TASK STATEMENT. From the workflow documentation below, return the passage starting with "If you would like to contribute" and going on through "the appropriate steps.", copied word for word.

(SELECTED TEXT)

Running the workflow

Run the workflow locally with default inputs and a submissions string input:

nextflow run main.nf -entry DATA_TO_MODEL_CHALLENGE -profile local --submissions 9741046,9741047

With a manifest input:

nextflow run main.nf -entry DATA_TO_MODEL_CHALLENGE -profile local --manifest assets/data_to_model_submission_manifest.csv

Workflow DAG

  flowchart LR;
    L[SEND EMAIL BEFORE];
    A[SYNAPSE STAGE]-->G[SCORE];
    B[UPDATE STATUS]-->C[DOWNLOAD SUBMISSION];
    C-->D[VALIDATE];
    D-->E[ANNOTATE];
    D-->F[UPDATE STATUS];
    E-->G;
    F-->G;
    G-->H[ANNOTATE];
    G-->I[UPDATE STATUS];
    H-->J[SEND EMAIL AFTER];
    I-->J;
    J-->K[END];
Loading

Adding Support for New Challenge Types

Adding a New Subworkflow

If you would like to add support for a new challenge type, you can do so by creating a new subworkflow in the subworkflows directory. Name your subworkflow clearly with the name of the new challenge type. You should try to use the existing library of modules to build your subworkflow. It is important to not change the logic of existing modules to avoid breaking other subworkflows. Rather, you should add new process definitions to the modules folder and give them clear names that indicate their purpose. Once you have created your subworkflow, you can add it to the main.nf file and test it using:

nextflow run main.nf -entry {your_new_subworkflow_name}

Adding New Scoring and Validation Scripts

If you would like to contribute new scoring or validation scripts, you can do so by giving your scripts a descriptive name such as my_challenge_scoring.py and adding them to the bin directory. You can then pass the name of your new scripts to the workflow using the scoring_script and validation_script parameters. The workflow will then use them in the appropriate steps.

(End SELECTED TEXT)
(DATA FOR ANALYSIS)

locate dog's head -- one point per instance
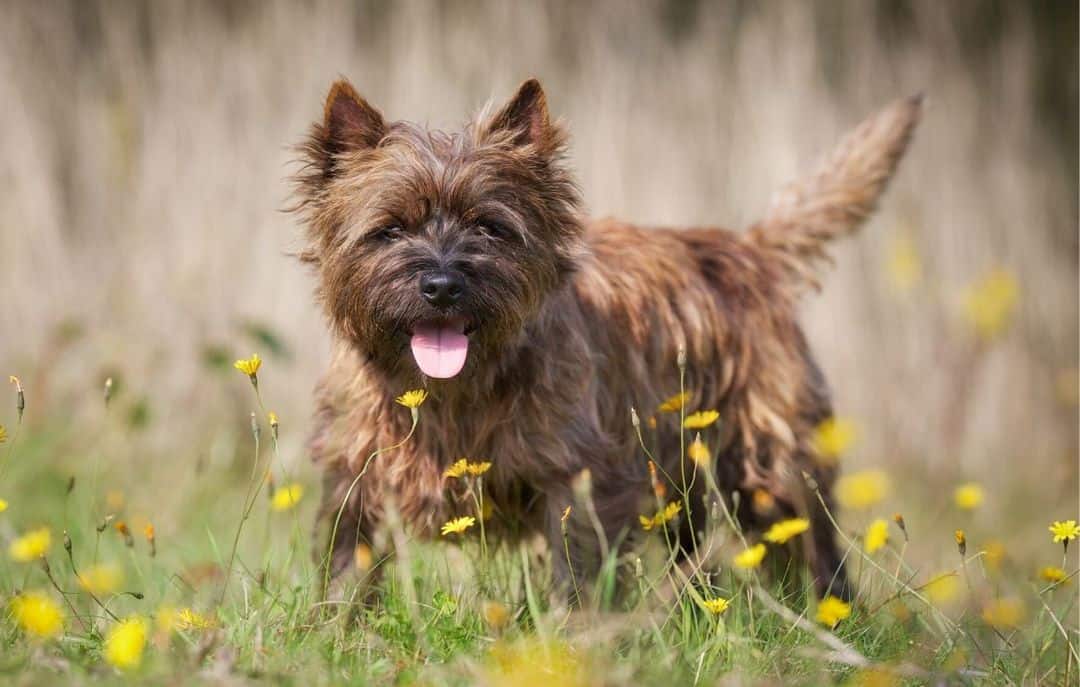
(434, 250)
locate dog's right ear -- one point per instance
(349, 122)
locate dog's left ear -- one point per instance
(526, 117)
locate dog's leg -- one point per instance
(826, 562)
(338, 551)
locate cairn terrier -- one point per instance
(461, 264)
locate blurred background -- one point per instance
(146, 149)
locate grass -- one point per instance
(478, 611)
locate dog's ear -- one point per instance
(525, 117)
(349, 122)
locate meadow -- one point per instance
(144, 252)
(233, 592)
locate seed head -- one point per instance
(19, 396)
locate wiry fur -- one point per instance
(576, 322)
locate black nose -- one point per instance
(442, 288)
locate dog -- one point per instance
(461, 264)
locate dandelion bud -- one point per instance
(582, 484)
(148, 530)
(900, 523)
(105, 523)
(19, 396)
(658, 487)
(125, 533)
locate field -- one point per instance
(143, 252)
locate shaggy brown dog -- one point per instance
(461, 264)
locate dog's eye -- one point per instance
(495, 230)
(389, 233)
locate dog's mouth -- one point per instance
(441, 347)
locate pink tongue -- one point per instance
(440, 350)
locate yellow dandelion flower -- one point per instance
(38, 615)
(1064, 530)
(763, 501)
(783, 530)
(860, 490)
(362, 557)
(988, 304)
(171, 619)
(877, 535)
(1004, 614)
(701, 419)
(286, 497)
(534, 662)
(674, 404)
(458, 469)
(903, 265)
(477, 469)
(662, 516)
(750, 557)
(412, 399)
(189, 619)
(125, 643)
(698, 450)
(943, 588)
(496, 615)
(250, 366)
(716, 606)
(672, 510)
(458, 525)
(31, 546)
(968, 496)
(833, 438)
(102, 579)
(832, 610)
(1053, 575)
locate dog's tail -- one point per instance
(839, 196)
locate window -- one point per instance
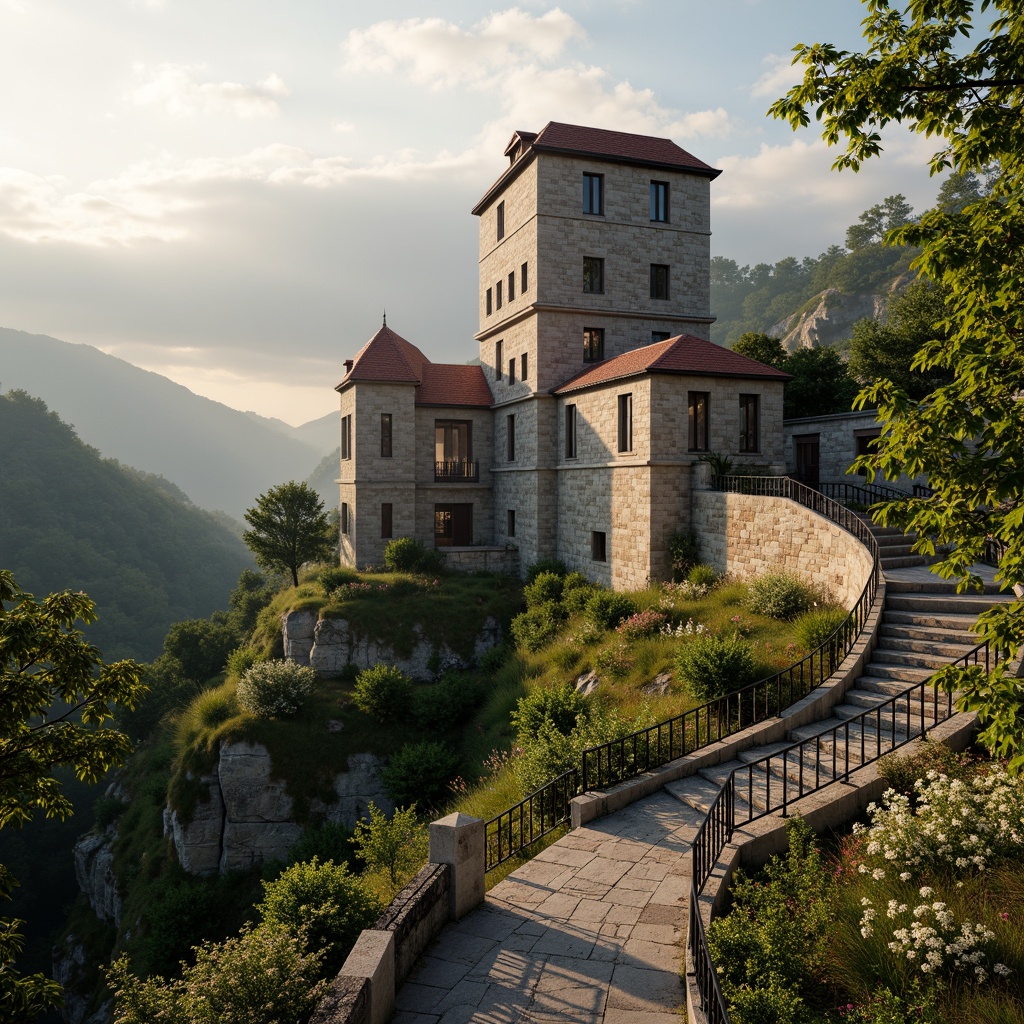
(658, 281)
(697, 402)
(593, 344)
(749, 427)
(593, 194)
(346, 436)
(570, 431)
(659, 201)
(626, 423)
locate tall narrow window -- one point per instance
(593, 344)
(570, 431)
(626, 423)
(346, 436)
(658, 281)
(750, 439)
(659, 201)
(593, 274)
(698, 420)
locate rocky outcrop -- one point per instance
(331, 646)
(94, 873)
(248, 816)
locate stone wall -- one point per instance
(747, 536)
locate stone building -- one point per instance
(598, 389)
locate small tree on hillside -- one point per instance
(289, 528)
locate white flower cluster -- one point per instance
(960, 824)
(933, 941)
(687, 629)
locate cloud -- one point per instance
(176, 88)
(432, 51)
(780, 74)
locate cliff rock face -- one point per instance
(830, 318)
(248, 816)
(94, 873)
(329, 645)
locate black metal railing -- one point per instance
(535, 816)
(510, 833)
(456, 470)
(800, 770)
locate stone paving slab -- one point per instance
(589, 932)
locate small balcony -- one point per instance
(456, 471)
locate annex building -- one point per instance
(598, 390)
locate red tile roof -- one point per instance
(684, 354)
(386, 357)
(448, 384)
(558, 137)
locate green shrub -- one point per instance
(532, 629)
(325, 902)
(274, 689)
(419, 773)
(558, 706)
(382, 691)
(702, 576)
(606, 608)
(402, 554)
(813, 628)
(242, 659)
(779, 595)
(714, 665)
(332, 577)
(543, 588)
(555, 565)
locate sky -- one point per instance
(230, 193)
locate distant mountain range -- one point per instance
(220, 458)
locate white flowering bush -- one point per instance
(275, 689)
(957, 823)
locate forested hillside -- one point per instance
(72, 519)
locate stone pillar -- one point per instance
(458, 841)
(373, 957)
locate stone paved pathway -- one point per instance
(590, 931)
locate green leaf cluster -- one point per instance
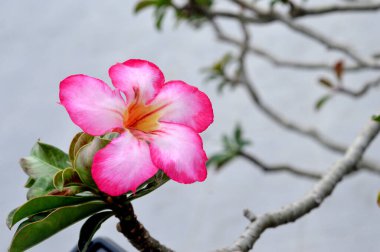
(62, 192)
(218, 72)
(47, 215)
(193, 11)
(233, 145)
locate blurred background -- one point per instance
(42, 42)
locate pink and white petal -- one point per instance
(137, 76)
(178, 151)
(184, 104)
(91, 104)
(123, 165)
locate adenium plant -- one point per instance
(135, 138)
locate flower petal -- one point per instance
(123, 165)
(178, 151)
(137, 76)
(185, 104)
(91, 104)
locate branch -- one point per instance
(132, 229)
(362, 91)
(283, 62)
(280, 168)
(299, 11)
(276, 116)
(304, 30)
(321, 190)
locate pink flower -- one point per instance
(159, 124)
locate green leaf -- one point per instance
(51, 155)
(160, 14)
(149, 186)
(45, 160)
(84, 158)
(41, 187)
(376, 118)
(322, 101)
(42, 204)
(72, 146)
(66, 177)
(90, 227)
(325, 82)
(43, 163)
(35, 232)
(70, 191)
(144, 4)
(29, 183)
(58, 180)
(83, 140)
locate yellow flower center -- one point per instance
(142, 117)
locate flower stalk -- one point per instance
(132, 229)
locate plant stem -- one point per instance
(132, 229)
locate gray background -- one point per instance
(42, 42)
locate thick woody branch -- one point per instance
(132, 229)
(321, 190)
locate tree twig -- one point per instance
(321, 190)
(360, 92)
(132, 229)
(280, 168)
(304, 30)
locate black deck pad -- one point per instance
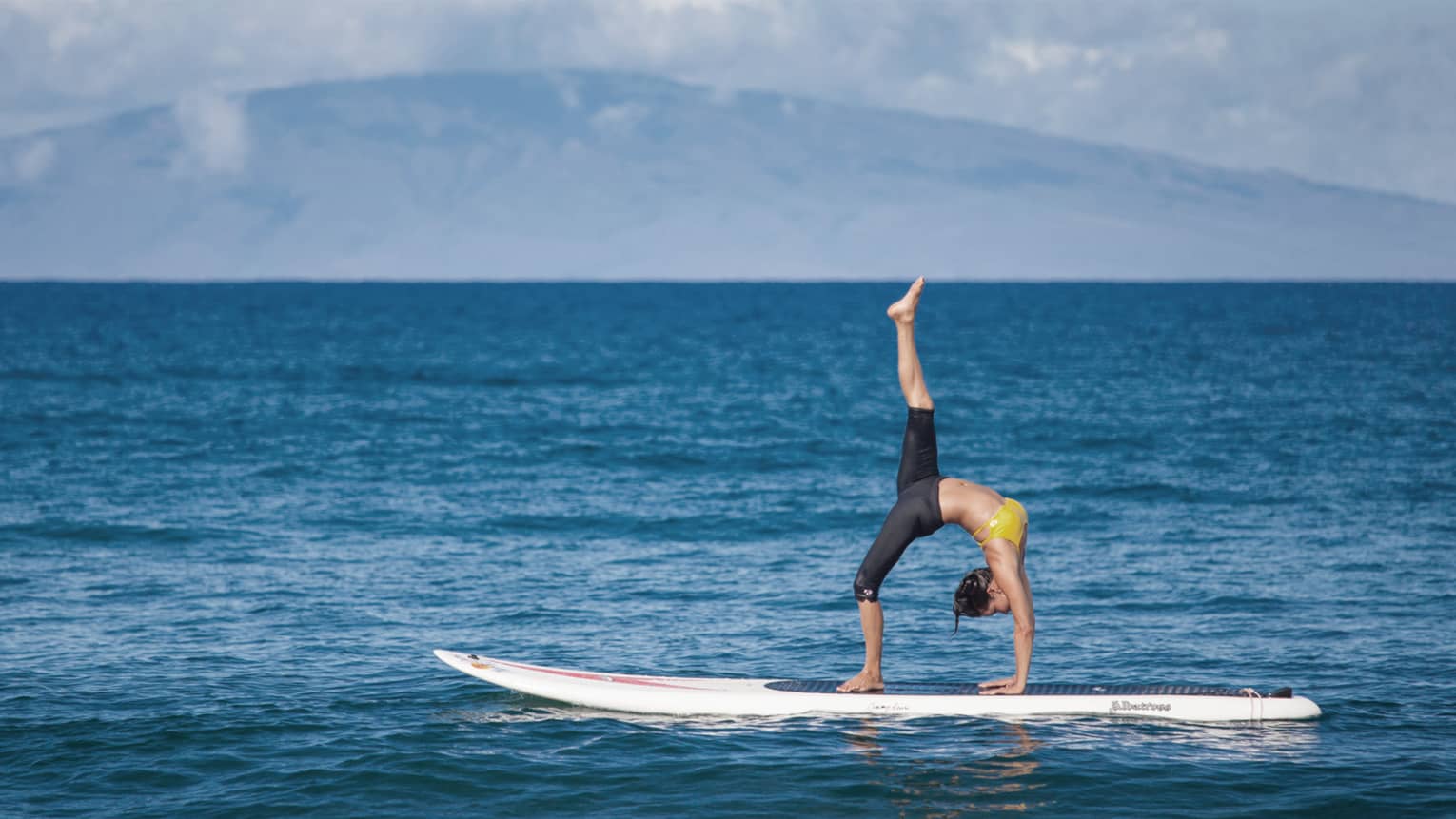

(End DATA FOR ANALYSIS)

OUTPUT OF THE TASK.
If you would like to contribute new scoring or validation scripts, you can do so by giving your scripts a descriptive name such as my_challenge_scoring.py and adding them to the bin directory. You can then pass the name of your new scripts to the workflow using the scoring_script and validation_script parameters. The workflow will then use them in the appropriate steps.